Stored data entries

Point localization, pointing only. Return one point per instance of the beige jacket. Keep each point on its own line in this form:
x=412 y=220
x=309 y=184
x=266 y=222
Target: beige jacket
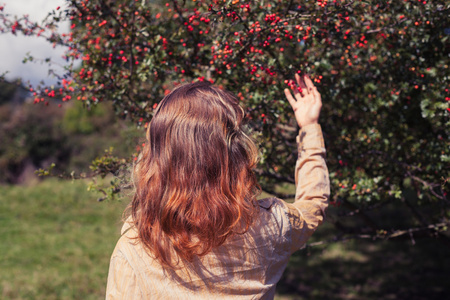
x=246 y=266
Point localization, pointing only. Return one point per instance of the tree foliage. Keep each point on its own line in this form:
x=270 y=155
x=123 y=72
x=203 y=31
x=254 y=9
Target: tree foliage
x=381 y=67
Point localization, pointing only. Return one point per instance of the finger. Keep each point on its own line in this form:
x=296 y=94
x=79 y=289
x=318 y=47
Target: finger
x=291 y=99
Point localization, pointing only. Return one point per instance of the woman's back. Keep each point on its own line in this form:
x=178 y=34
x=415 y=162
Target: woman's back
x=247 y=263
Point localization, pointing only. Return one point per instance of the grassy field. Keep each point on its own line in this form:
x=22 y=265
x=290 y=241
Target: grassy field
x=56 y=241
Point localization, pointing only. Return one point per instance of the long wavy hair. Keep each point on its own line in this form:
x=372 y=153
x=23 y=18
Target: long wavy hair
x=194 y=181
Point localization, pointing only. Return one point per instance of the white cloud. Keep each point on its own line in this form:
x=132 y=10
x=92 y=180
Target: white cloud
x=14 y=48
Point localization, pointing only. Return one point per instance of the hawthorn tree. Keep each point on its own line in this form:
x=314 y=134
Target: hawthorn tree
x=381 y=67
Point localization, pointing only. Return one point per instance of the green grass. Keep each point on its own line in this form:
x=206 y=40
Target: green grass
...
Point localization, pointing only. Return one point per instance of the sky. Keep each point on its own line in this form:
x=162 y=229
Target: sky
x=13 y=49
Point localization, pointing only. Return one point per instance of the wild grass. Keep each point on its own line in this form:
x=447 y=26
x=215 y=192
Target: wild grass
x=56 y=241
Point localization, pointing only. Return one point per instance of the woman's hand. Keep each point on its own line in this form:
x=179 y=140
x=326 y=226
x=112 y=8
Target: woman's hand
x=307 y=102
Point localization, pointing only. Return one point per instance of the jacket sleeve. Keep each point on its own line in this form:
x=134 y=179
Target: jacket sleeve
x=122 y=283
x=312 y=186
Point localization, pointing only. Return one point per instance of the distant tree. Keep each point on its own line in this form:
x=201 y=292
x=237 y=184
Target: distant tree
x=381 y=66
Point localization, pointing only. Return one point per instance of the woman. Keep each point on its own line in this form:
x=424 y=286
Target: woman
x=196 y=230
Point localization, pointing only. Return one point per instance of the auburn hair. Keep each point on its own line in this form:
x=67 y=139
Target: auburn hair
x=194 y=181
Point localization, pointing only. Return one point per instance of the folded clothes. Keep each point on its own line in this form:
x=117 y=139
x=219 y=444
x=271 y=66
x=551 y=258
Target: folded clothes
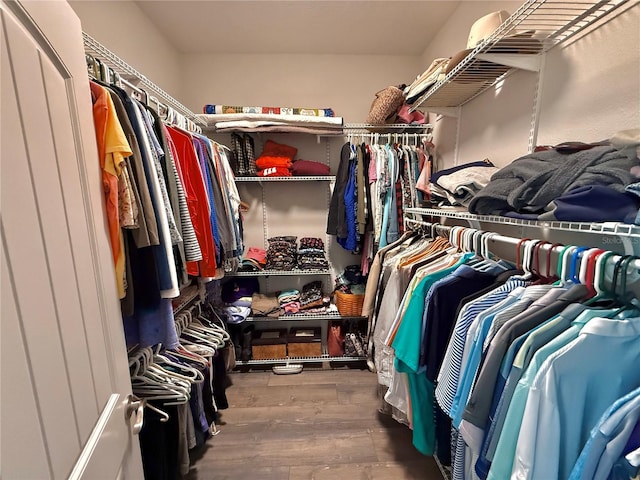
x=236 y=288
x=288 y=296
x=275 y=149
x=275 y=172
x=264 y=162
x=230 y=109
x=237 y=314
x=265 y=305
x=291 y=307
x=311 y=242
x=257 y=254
* * *
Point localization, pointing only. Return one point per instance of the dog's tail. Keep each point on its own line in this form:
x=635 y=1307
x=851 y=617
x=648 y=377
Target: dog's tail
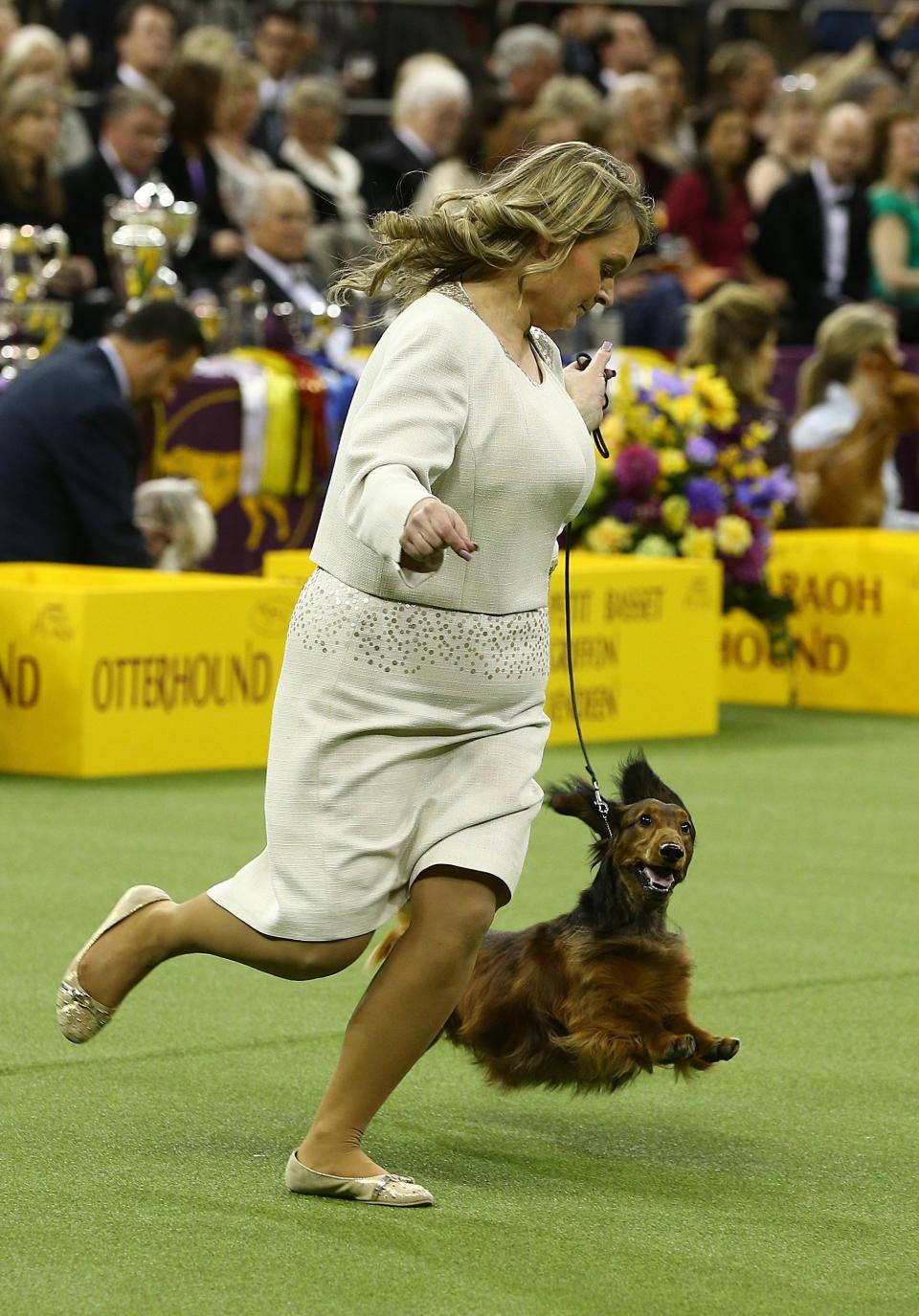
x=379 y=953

Task statement.
Nothing but a number is asked for: how many lines of the records contain the word "green"?

Answer section.
2